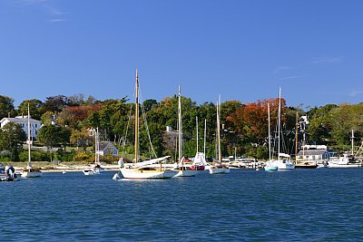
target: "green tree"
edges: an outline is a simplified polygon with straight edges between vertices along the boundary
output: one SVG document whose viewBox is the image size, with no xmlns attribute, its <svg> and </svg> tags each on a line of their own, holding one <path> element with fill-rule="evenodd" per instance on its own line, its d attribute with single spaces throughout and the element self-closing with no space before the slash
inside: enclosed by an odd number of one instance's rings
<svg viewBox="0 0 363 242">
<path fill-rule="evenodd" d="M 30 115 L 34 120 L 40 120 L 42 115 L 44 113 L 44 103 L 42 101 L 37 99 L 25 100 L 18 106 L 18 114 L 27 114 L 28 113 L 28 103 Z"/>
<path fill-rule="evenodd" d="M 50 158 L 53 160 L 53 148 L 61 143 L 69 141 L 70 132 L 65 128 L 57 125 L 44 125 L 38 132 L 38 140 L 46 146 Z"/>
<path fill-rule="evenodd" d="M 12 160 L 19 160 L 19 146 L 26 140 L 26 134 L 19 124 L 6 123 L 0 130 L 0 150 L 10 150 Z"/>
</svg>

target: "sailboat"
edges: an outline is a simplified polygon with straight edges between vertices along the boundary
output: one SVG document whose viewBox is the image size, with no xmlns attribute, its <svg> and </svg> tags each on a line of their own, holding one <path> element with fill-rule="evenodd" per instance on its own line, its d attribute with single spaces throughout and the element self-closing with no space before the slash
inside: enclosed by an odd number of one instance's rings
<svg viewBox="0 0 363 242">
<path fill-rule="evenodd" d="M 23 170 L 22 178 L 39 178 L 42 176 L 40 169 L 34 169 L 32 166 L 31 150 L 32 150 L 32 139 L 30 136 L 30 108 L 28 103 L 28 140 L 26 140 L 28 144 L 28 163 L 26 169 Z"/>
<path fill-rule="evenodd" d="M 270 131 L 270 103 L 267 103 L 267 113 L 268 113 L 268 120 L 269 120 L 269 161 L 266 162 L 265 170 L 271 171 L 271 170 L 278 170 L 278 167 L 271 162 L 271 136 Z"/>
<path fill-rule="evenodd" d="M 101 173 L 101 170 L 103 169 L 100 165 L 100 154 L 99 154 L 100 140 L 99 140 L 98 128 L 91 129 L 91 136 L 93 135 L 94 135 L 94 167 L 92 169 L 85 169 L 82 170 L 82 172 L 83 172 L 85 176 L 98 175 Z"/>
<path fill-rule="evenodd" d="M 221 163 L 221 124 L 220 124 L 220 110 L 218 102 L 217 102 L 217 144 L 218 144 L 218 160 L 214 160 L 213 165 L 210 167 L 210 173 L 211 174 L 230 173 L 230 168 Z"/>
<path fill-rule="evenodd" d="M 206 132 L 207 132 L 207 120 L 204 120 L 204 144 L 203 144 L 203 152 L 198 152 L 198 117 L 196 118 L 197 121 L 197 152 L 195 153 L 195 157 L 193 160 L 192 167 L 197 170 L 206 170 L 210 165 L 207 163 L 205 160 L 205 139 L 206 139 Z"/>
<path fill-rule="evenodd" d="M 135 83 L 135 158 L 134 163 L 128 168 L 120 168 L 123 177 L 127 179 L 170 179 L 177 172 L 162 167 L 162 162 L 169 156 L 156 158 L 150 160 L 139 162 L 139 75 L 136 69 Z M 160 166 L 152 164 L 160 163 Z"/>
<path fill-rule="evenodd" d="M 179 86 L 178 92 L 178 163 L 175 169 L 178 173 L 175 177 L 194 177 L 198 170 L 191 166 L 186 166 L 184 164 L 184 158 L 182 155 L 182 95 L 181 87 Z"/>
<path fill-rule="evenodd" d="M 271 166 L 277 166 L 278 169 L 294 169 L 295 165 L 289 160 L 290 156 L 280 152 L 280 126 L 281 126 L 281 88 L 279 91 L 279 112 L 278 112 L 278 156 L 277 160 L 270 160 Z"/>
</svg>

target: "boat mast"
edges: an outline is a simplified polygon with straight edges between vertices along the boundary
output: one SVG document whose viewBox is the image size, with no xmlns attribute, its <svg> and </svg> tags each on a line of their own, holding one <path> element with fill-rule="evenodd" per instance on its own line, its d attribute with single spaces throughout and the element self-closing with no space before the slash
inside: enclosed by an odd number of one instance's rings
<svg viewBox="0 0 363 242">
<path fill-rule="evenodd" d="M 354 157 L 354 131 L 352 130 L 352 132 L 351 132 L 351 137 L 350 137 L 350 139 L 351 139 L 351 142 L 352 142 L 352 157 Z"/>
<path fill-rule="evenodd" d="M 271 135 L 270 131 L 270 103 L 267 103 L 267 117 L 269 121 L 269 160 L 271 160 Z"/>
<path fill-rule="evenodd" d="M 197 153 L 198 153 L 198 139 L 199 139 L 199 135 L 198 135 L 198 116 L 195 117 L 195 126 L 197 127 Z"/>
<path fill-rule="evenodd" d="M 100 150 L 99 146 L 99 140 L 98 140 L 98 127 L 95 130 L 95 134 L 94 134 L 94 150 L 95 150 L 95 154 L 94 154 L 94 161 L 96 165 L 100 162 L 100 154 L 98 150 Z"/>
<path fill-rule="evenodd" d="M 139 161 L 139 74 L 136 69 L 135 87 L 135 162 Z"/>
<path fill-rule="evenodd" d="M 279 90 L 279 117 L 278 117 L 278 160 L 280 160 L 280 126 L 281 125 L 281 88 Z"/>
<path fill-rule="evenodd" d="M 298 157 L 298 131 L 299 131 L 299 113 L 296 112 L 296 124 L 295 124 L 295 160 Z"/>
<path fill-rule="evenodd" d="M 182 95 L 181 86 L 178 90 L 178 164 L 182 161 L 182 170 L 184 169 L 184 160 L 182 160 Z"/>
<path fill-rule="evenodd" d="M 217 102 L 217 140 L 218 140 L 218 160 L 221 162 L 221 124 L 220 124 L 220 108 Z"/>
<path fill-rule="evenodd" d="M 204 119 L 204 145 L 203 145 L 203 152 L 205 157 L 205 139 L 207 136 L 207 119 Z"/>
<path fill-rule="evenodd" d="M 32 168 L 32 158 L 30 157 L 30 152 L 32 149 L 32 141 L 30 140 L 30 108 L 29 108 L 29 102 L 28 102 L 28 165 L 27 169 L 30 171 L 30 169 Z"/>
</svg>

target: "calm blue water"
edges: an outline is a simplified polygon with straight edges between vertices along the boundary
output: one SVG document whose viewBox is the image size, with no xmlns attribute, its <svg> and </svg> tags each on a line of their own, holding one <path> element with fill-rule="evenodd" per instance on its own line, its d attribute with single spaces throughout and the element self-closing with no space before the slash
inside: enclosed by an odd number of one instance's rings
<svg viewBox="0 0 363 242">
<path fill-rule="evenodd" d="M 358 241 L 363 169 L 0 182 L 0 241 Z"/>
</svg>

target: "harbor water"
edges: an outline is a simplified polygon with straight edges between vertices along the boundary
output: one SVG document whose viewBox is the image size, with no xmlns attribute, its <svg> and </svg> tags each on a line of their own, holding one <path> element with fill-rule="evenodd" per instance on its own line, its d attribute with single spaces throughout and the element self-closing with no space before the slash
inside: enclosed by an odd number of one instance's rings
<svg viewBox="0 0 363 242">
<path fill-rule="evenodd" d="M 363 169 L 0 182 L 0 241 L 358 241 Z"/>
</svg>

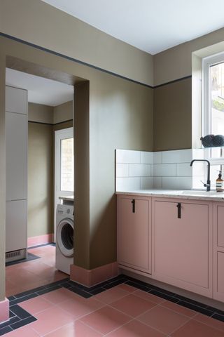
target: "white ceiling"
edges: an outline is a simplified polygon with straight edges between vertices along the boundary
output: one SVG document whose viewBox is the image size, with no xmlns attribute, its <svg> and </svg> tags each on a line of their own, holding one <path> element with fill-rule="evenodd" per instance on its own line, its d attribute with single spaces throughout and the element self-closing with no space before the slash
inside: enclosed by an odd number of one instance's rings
■ ■ ■ ■ ■ ■ ■
• **YOUR OBJECTIVE**:
Rewrite all of the records above, replacing "simplified polygon" with "closed polygon" wherever it occurs and keeping everything else unchanged. Omit the pictures from your answer.

• **RESPONSE BELOW**:
target: "green tree"
edges: an outline is a closed polygon with straight edges between vertices along the boundary
output: one SVG document whose viewBox is the image size, with no xmlns attribute, its <svg> and </svg> tags each on a line of their own, holding one <path> element with fill-rule="evenodd" per instance on its own line, its d attribute with single spaces throughout and the element self-closing with no space before the slash
inside: enclosed by an odd number of one instance's rings
<svg viewBox="0 0 363 242">
<path fill-rule="evenodd" d="M 30 115 L 34 120 L 40 120 L 42 115 L 44 113 L 44 103 L 42 101 L 37 99 L 25 100 L 18 106 L 18 114 L 27 114 L 28 113 L 28 103 Z"/>
<path fill-rule="evenodd" d="M 50 158 L 53 160 L 53 148 L 61 143 L 69 141 L 70 132 L 65 128 L 57 125 L 44 125 L 38 132 L 38 140 L 46 146 Z"/>
<path fill-rule="evenodd" d="M 12 160 L 19 160 L 19 146 L 26 140 L 26 134 L 19 124 L 6 123 L 0 130 L 0 150 L 10 150 Z"/>
</svg>

target: "sailboat"
edges: an outline is a closed polygon with straight edges between vertices along the boundary
output: one SVG document whose viewBox is the image size, with no xmlns attribute, its <svg> and </svg> tags each on a line of their own, holding one <path> element with fill-rule="evenodd" per instance on its own line, its d attribute with single spaces throughout and the element self-closing with no space before the slash
inside: enclosed by an odd number of one instance's rings
<svg viewBox="0 0 363 242">
<path fill-rule="evenodd" d="M 23 170 L 22 178 L 39 178 L 42 176 L 40 169 L 34 169 L 32 166 L 31 150 L 32 150 L 32 139 L 30 136 L 30 108 L 28 103 L 28 140 L 26 140 L 28 144 L 28 163 L 26 169 Z"/>
<path fill-rule="evenodd" d="M 270 131 L 270 103 L 267 103 L 267 113 L 268 113 L 268 120 L 269 120 L 269 161 L 266 162 L 265 170 L 271 171 L 271 170 L 278 170 L 278 167 L 271 162 L 271 136 Z"/>
<path fill-rule="evenodd" d="M 101 173 L 101 170 L 103 169 L 100 165 L 100 154 L 99 154 L 100 140 L 99 140 L 98 128 L 91 129 L 91 136 L 93 135 L 94 135 L 94 167 L 92 169 L 85 169 L 82 170 L 82 172 L 83 172 L 85 176 L 98 175 Z"/>
<path fill-rule="evenodd" d="M 221 163 L 221 124 L 220 124 L 220 110 L 218 102 L 217 102 L 217 144 L 218 144 L 218 160 L 214 160 L 213 165 L 210 167 L 210 173 L 211 174 L 230 173 L 230 168 Z"/>
<path fill-rule="evenodd" d="M 206 132 L 207 132 L 207 120 L 204 120 L 204 144 L 203 144 L 203 152 L 198 152 L 198 117 L 196 118 L 197 121 L 197 152 L 195 153 L 195 157 L 193 160 L 192 167 L 197 170 L 206 170 L 210 165 L 207 163 L 205 160 L 205 139 L 206 139 Z"/>
<path fill-rule="evenodd" d="M 135 83 L 135 158 L 134 163 L 128 168 L 120 168 L 123 177 L 127 179 L 170 179 L 177 172 L 162 167 L 162 162 L 169 156 L 156 158 L 150 160 L 139 162 L 139 75 L 136 69 Z M 160 166 L 152 164 L 160 163 Z"/>
<path fill-rule="evenodd" d="M 179 86 L 178 92 L 178 163 L 175 169 L 178 173 L 175 177 L 194 177 L 198 170 L 191 166 L 186 166 L 184 164 L 184 158 L 182 155 L 182 95 L 181 87 Z"/>
<path fill-rule="evenodd" d="M 271 166 L 277 166 L 278 169 L 294 169 L 295 165 L 289 160 L 290 156 L 280 152 L 280 126 L 281 126 L 281 88 L 279 91 L 279 112 L 278 112 L 278 156 L 277 160 L 270 160 Z"/>
</svg>

target: "boat mast"
edges: an outline is a closed polygon with straight edges between vertices along the boundary
output: one SVG document whose viewBox is the image size, with no xmlns attribute, its <svg> and </svg> tags each on a line of their own, holding one <path> element with fill-rule="evenodd" per instance on its own line, its d attribute with single spaces throughout and the element self-closing with no space before the slash
inside: enclosed by an odd number of one instance's rings
<svg viewBox="0 0 363 242">
<path fill-rule="evenodd" d="M 354 157 L 354 131 L 352 130 L 352 132 L 351 132 L 351 137 L 350 137 L 350 139 L 351 139 L 351 142 L 352 142 L 352 157 Z"/>
<path fill-rule="evenodd" d="M 271 135 L 270 131 L 270 103 L 267 103 L 267 117 L 269 121 L 269 160 L 271 160 Z"/>
<path fill-rule="evenodd" d="M 197 153 L 198 153 L 198 139 L 199 139 L 199 135 L 198 135 L 198 116 L 195 117 L 195 126 L 197 127 Z"/>
<path fill-rule="evenodd" d="M 100 150 L 99 146 L 99 140 L 98 140 L 98 127 L 95 130 L 95 134 L 94 134 L 94 150 L 95 150 L 95 154 L 94 154 L 94 161 L 96 165 L 100 162 L 100 154 L 98 150 Z"/>
<path fill-rule="evenodd" d="M 139 161 L 139 74 L 136 69 L 135 87 L 135 162 Z"/>
<path fill-rule="evenodd" d="M 279 90 L 279 117 L 278 117 L 278 160 L 280 160 L 280 126 L 281 125 L 281 88 Z"/>
<path fill-rule="evenodd" d="M 298 157 L 298 131 L 299 131 L 299 113 L 296 112 L 296 124 L 295 124 L 295 160 Z"/>
<path fill-rule="evenodd" d="M 182 95 L 181 86 L 178 90 L 178 164 L 182 161 L 182 170 L 184 169 L 184 160 L 182 160 Z"/>
<path fill-rule="evenodd" d="M 217 102 L 217 140 L 218 140 L 218 160 L 221 162 L 221 124 L 220 124 L 220 108 Z"/>
<path fill-rule="evenodd" d="M 204 119 L 204 145 L 203 145 L 203 152 L 205 157 L 205 139 L 207 136 L 207 119 Z"/>
<path fill-rule="evenodd" d="M 32 168 L 32 158 L 30 157 L 30 152 L 32 149 L 32 141 L 30 140 L 30 108 L 29 108 L 29 102 L 28 102 L 28 165 L 27 169 L 30 171 L 30 169 Z"/>
</svg>

target: "calm blue water"
edges: an outline is a closed polygon with straight edges between vertices along the boundary
output: one SVG document whose viewBox is the image size, with no xmlns attribute, its <svg> and </svg> tags each on a line of their own, holding one <path> element with fill-rule="evenodd" per instance on its own line, its d attribute with single spaces throughout and the element self-closing with no space before the slash
inside: enclosed by an odd number of one instance's rings
<svg viewBox="0 0 363 242">
<path fill-rule="evenodd" d="M 358 241 L 363 169 L 0 182 L 0 241 Z"/>
</svg>

target: "harbor water"
edges: an outline is a closed polygon with straight edges between vertices along the boundary
output: one SVG document whose viewBox is the image size, with no xmlns attribute, its <svg> and </svg> tags each on a line of their own, holding one <path> element with fill-rule="evenodd" per instance on its own line, its d attribute with single spaces throughout and the element self-closing with no space before the slash
inside: enclosed by an odd number of one instance's rings
<svg viewBox="0 0 363 242">
<path fill-rule="evenodd" d="M 363 169 L 0 182 L 0 241 L 358 241 Z"/>
</svg>

target: "white ceiling"
edges: an outline is a closed polygon with straight edges between vertices along the boundary
output: one SVG document whose viewBox is the image size, with no xmlns attribute, its <svg> and </svg> tags each on a line of their own, holding one <path> element with fill-rule="evenodd" per instance on its own line, its d attribute with single spaces throughout and the element self-closing with no space before the slash
inside: enclosed by an odd number of one instance's rings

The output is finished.